[Records from an annotation dataset]
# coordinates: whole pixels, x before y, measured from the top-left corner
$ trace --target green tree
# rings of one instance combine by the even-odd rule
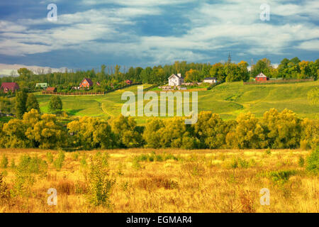
[[[74,144],[84,149],[111,148],[113,146],[113,134],[108,123],[98,118],[84,116],[67,124]]]
[[[270,60],[267,58],[259,60],[252,67],[252,76],[254,77],[260,72],[264,73],[266,76],[270,77],[271,68]]]
[[[288,109],[278,112],[271,109],[264,114],[263,124],[272,148],[296,148],[301,138],[301,122],[296,114]]]
[[[308,100],[313,106],[319,104],[319,88],[315,87],[308,92]]]
[[[53,114],[60,114],[62,110],[62,102],[58,96],[53,95],[49,102],[49,111]]]
[[[17,92],[16,96],[16,114],[19,119],[21,119],[23,114],[26,112],[27,99],[28,94],[24,90]]]
[[[126,148],[136,148],[142,145],[142,136],[138,131],[134,118],[120,115],[118,117],[111,118],[109,123],[118,145]]]
[[[228,145],[236,145],[240,149],[258,149],[268,146],[265,129],[252,114],[241,114],[236,121],[235,131],[230,132],[226,138]]]
[[[26,100],[26,111],[28,112],[31,109],[34,109],[40,112],[39,103],[38,102],[37,98],[33,94],[29,94]]]
[[[229,128],[218,114],[201,111],[197,123],[192,126],[195,135],[201,141],[201,148],[220,148],[225,145]]]
[[[10,113],[11,111],[11,102],[6,97],[0,96],[0,114]]]
[[[66,144],[67,133],[53,114],[40,116],[35,109],[26,113],[23,123],[27,128],[25,135],[33,146],[40,148],[58,148]]]
[[[161,135],[158,133],[160,129],[164,128],[163,121],[158,118],[149,119],[145,125],[143,138],[146,142],[146,147],[160,148]]]

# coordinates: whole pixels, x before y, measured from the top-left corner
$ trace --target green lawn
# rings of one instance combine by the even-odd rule
[[[144,85],[144,88],[150,85]],[[285,108],[296,112],[299,117],[318,118],[319,107],[311,106],[307,93],[318,87],[319,82],[285,84],[243,85],[242,82],[225,83],[210,91],[198,92],[198,111],[212,111],[224,119],[235,119],[240,113],[251,111],[257,117],[271,108],[282,111]],[[121,114],[125,101],[125,91],[136,94],[137,86],[106,94],[105,96],[60,96],[63,108],[71,116],[89,116],[108,118]],[[37,94],[41,111],[47,112],[50,96]],[[145,101],[145,104],[148,101]],[[144,123],[147,117],[138,117]]]

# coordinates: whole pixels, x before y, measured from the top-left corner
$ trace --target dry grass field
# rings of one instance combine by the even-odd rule
[[[308,151],[101,150],[108,156],[108,177],[115,180],[104,206],[92,205],[87,196],[90,157],[98,151],[65,153],[61,169],[47,152],[57,160],[58,151],[0,150],[1,158],[9,160],[8,167],[0,168],[0,212],[319,212],[318,178],[303,165]],[[26,154],[45,160],[47,168],[30,174],[29,194],[13,196],[12,162],[18,166]],[[7,196],[4,183],[11,192]],[[57,191],[57,206],[47,204],[50,188]],[[262,188],[270,191],[269,206],[260,204]]]

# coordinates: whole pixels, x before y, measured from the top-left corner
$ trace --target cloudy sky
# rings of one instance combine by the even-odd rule
[[[56,21],[47,18],[51,3]],[[260,19],[263,4],[270,21]],[[318,0],[1,1],[0,74],[14,64],[87,70],[213,63],[229,52],[234,62],[314,60],[318,25]]]

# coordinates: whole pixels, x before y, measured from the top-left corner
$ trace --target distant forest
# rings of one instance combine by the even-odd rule
[[[99,82],[101,86],[94,85],[95,92],[111,90],[124,86],[126,79],[133,83],[163,84],[167,82],[168,77],[173,73],[181,73],[185,82],[199,82],[206,77],[217,77],[219,81],[236,82],[248,81],[262,72],[270,78],[307,79],[317,79],[319,74],[319,59],[314,62],[301,61],[297,57],[291,60],[284,58],[277,68],[274,68],[269,60],[264,58],[252,65],[250,72],[248,63],[241,61],[233,63],[230,57],[224,63],[188,63],[186,61],[176,61],[172,65],[158,65],[152,68],[147,67],[121,67],[119,65],[106,66],[102,65],[98,71],[73,71],[66,70],[64,72],[52,72],[50,70],[45,72],[39,68],[33,72],[26,68],[18,70],[18,77],[4,77],[0,82],[15,82],[21,88],[33,90],[36,83],[46,82],[50,87],[57,87],[58,90],[69,90],[78,86],[84,77],[90,78],[96,84]]]

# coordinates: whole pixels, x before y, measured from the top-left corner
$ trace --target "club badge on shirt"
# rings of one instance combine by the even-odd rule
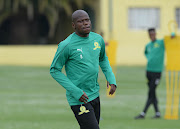
[[[83,53],[82,48],[81,49],[77,49],[77,51],[80,51],[81,53]],[[80,58],[81,59],[83,58],[82,54],[80,55]]]
[[[90,112],[89,110],[86,110],[86,107],[85,107],[85,106],[82,106],[82,105],[81,105],[81,107],[80,107],[79,110],[80,110],[80,112],[79,112],[78,115],[82,115],[82,114],[84,114],[84,113]]]
[[[96,50],[96,49],[98,49],[98,48],[101,48],[101,47],[99,46],[99,43],[98,43],[98,42],[94,42],[94,48],[93,48],[93,50]]]
[[[155,47],[155,48],[158,48],[158,47],[159,47],[159,44],[158,44],[158,43],[154,43],[154,47]]]

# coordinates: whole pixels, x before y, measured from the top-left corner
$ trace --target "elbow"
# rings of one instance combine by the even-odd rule
[[[53,77],[54,76],[54,69],[50,68],[50,75]]]

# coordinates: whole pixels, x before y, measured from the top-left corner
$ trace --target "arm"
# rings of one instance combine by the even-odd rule
[[[144,55],[146,56],[146,58],[147,58],[147,54],[148,54],[148,52],[147,52],[147,46],[146,46],[145,51],[144,51]]]
[[[111,86],[109,94],[113,94],[116,90],[116,79],[112,72],[112,68],[109,64],[108,57],[106,56],[105,43],[103,39],[101,40],[101,52],[100,52],[100,57],[99,57],[99,65],[106,77],[106,80],[108,81],[107,87],[109,87],[109,85]]]
[[[59,44],[57,52],[54,56],[53,62],[50,67],[51,76],[63,86],[70,94],[77,100],[84,94],[81,89],[75,86],[68,78],[65,76],[61,70],[65,65],[65,62],[68,61],[69,49],[68,46]]]

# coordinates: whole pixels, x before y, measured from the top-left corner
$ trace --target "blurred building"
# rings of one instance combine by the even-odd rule
[[[117,40],[117,63],[145,64],[147,28],[157,29],[157,38],[170,34],[168,23],[175,20],[180,34],[180,0],[100,0],[100,28],[105,40]]]

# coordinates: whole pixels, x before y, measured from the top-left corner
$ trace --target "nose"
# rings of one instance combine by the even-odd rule
[[[84,20],[83,24],[88,25],[88,21]]]

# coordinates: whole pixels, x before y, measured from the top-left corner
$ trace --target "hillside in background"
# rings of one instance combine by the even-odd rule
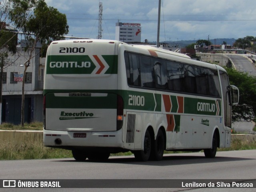
[[[189,45],[190,44],[192,44],[192,43],[195,43],[198,40],[195,39],[195,40],[179,40],[178,41],[171,41],[170,42],[169,41],[166,41],[166,42],[160,42],[160,43],[168,43],[170,45],[172,45],[173,46],[177,45],[177,43],[178,43],[178,47],[179,48],[184,48],[186,46]],[[224,41],[227,43],[227,45],[230,45],[231,46],[233,45],[233,44],[235,42],[236,40],[236,39],[234,38],[218,38],[218,39],[210,39],[209,40],[212,42],[212,43],[213,45],[222,45],[223,43],[223,42]],[[153,43],[156,44],[156,42],[151,42],[151,43]]]

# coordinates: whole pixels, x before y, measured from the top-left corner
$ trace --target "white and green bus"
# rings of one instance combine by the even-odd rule
[[[50,45],[44,79],[44,145],[76,160],[130,151],[159,160],[164,150],[212,158],[230,146],[239,92],[219,66],[150,46],[67,40]]]

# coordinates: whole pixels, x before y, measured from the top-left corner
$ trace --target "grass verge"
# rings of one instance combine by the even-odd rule
[[[218,149],[218,151],[256,149],[256,141],[233,141],[231,147]],[[182,152],[165,151],[165,153],[179,153]],[[132,155],[131,152],[111,154],[111,156]],[[0,160],[47,159],[72,158],[71,151],[46,147],[42,143],[27,142],[21,145],[10,142],[0,143]]]
[[[30,123],[25,123],[24,126],[20,125],[14,125],[11,123],[4,123],[0,125],[1,130],[43,130],[43,123],[42,122],[33,122]]]

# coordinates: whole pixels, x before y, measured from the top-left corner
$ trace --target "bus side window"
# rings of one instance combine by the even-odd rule
[[[166,89],[168,85],[165,61],[153,59],[153,63],[155,72],[156,87],[159,89]]]
[[[139,56],[136,54],[124,53],[128,84],[140,86],[140,70]]]
[[[140,59],[141,86],[143,87],[154,88],[155,87],[154,72],[151,58],[141,55]]]

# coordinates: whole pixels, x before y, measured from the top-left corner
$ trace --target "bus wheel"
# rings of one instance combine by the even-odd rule
[[[96,151],[91,152],[88,154],[88,159],[92,161],[106,161],[108,159],[110,153],[108,152]]]
[[[214,133],[212,138],[212,146],[210,149],[204,150],[204,152],[206,157],[208,158],[213,158],[216,155],[217,148],[218,147],[218,139],[216,133]]]
[[[84,151],[79,150],[72,150],[72,154],[77,161],[84,161],[87,158],[86,154]]]
[[[147,161],[150,155],[151,149],[151,139],[148,130],[145,133],[144,138],[144,150],[140,151],[134,151],[134,156],[137,160]]]
[[[162,130],[159,130],[153,146],[152,159],[160,161],[163,158],[164,151],[164,137]]]

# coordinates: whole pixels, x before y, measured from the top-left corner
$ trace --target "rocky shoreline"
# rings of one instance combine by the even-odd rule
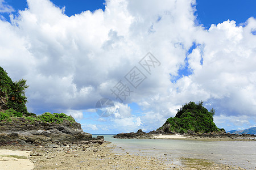
[[[30,122],[24,118],[12,118],[11,121],[0,122],[0,146],[67,146],[76,143],[104,142],[103,137],[93,138],[82,131],[81,124],[65,121],[60,124],[42,121]]]
[[[119,133],[114,135],[114,138],[119,139],[174,139],[182,140],[199,140],[199,141],[256,141],[256,135],[252,134],[232,134],[221,133],[189,133],[179,134],[185,138],[172,138],[178,134],[174,133],[161,133],[156,131],[152,131],[149,133],[143,132],[141,129],[139,129],[137,132],[131,132],[130,133]],[[162,135],[169,135],[170,138],[159,138]]]
[[[180,158],[184,165],[177,165],[165,155],[160,158],[140,156],[130,154],[119,147],[122,152],[115,151],[117,147],[107,142],[84,147],[79,144],[56,147],[19,144],[0,146],[0,150],[3,149],[31,151],[27,159],[34,164],[33,169],[244,169],[207,160],[184,158]]]

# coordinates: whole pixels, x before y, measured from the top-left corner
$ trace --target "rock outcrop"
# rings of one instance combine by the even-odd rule
[[[137,132],[131,132],[129,133],[119,133],[113,137],[113,138],[125,138],[125,139],[133,139],[133,138],[146,138],[146,132],[143,131],[141,129],[138,130]]]
[[[24,118],[17,117],[12,118],[10,122],[0,122],[0,146],[104,142],[103,137],[93,138],[91,134],[84,132],[77,122],[55,124],[36,121],[31,123]]]

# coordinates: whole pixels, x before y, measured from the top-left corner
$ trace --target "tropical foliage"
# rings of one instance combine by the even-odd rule
[[[13,82],[7,73],[0,67],[0,91],[6,95],[7,107],[23,114],[28,113],[25,105],[27,101],[25,90],[28,86],[26,83],[26,80],[24,79]]]
[[[169,125],[169,131],[179,133],[187,133],[188,130],[196,133],[219,131],[220,129],[213,122],[215,110],[212,109],[208,112],[203,104],[203,101],[198,104],[191,101],[183,105],[175,117],[166,121],[165,124]]]

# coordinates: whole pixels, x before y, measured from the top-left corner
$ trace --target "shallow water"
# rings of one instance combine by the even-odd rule
[[[103,135],[105,141],[125,149],[125,152],[167,158],[177,164],[184,164],[183,160],[193,158],[238,165],[246,169],[256,169],[255,142],[114,139],[111,138],[113,135]]]

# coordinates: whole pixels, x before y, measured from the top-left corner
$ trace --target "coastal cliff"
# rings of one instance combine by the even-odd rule
[[[196,104],[191,101],[178,109],[174,117],[167,120],[162,126],[156,130],[145,133],[139,129],[137,133],[120,133],[113,136],[114,138],[161,138],[158,135],[182,134],[184,137],[189,137],[190,139],[199,138],[213,139],[222,141],[239,140],[245,138],[255,138],[250,134],[230,134],[226,133],[224,129],[218,128],[213,122],[215,110],[213,108],[208,112],[203,106],[203,101]],[[172,137],[173,138],[173,137]],[[241,138],[240,139],[238,138]],[[170,137],[172,138],[172,137]],[[184,138],[182,138],[184,139]],[[245,140],[245,139],[243,139]],[[246,140],[254,141],[254,139]]]
[[[28,112],[26,83],[24,79],[13,82],[0,67],[0,146],[104,142],[103,137],[93,138],[84,132],[71,116],[48,112],[37,116]]]

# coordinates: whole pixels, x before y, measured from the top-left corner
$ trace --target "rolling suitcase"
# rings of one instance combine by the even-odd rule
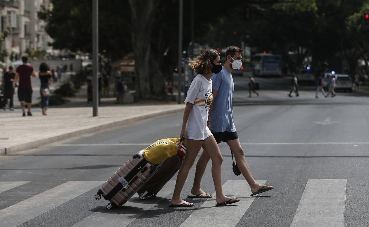
[[[151,178],[157,167],[146,161],[142,150],[134,155],[103,185],[95,196],[99,200],[101,196],[111,203],[111,209],[124,204],[137,190]]]
[[[183,140],[177,144],[177,147]],[[148,182],[163,162],[152,164],[145,159],[144,152],[142,150],[137,152],[120,168],[100,188],[95,199],[99,200],[103,197],[108,200],[110,203],[106,205],[108,209],[121,206]]]
[[[140,199],[145,199],[148,196],[156,195],[178,171],[186,155],[186,146],[183,143],[181,144],[177,152],[177,154],[166,160],[155,175],[137,191]]]

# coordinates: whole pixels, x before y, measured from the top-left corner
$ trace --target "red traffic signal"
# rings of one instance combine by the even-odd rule
[[[369,28],[369,13],[364,13],[363,14],[363,27]]]

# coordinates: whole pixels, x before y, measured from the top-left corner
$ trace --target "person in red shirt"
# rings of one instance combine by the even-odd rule
[[[27,115],[32,116],[31,109],[32,107],[32,86],[31,83],[31,76],[36,77],[36,74],[33,71],[33,67],[27,64],[28,58],[26,56],[22,57],[23,64],[18,66],[15,71],[15,76],[14,78],[14,85],[18,88],[18,100],[21,102],[21,107],[23,112],[23,116],[25,117],[24,110],[24,102],[27,103],[28,113]],[[19,78],[19,85],[17,84]]]

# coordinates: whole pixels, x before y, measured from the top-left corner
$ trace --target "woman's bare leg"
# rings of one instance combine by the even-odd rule
[[[204,151],[207,152],[213,162],[211,164],[211,175],[214,181],[215,191],[217,193],[217,203],[220,204],[230,201],[231,197],[225,196],[223,193],[221,169],[223,157],[214,136],[211,135],[205,139],[203,143],[203,148]],[[237,199],[236,198],[231,200],[231,201]]]
[[[200,150],[203,142],[202,140],[187,139],[186,157],[183,159],[183,163],[179,168],[177,175],[177,181],[174,187],[174,192],[170,201],[170,204],[172,205],[178,205],[187,202],[181,199],[181,191],[187,178],[188,172],[193,165],[196,157]],[[192,205],[193,205],[193,203],[187,203],[183,206]]]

#### Problem details:
Count the lines in the records above that contain the string "grass", and give only that number.

#### Exercise result:
2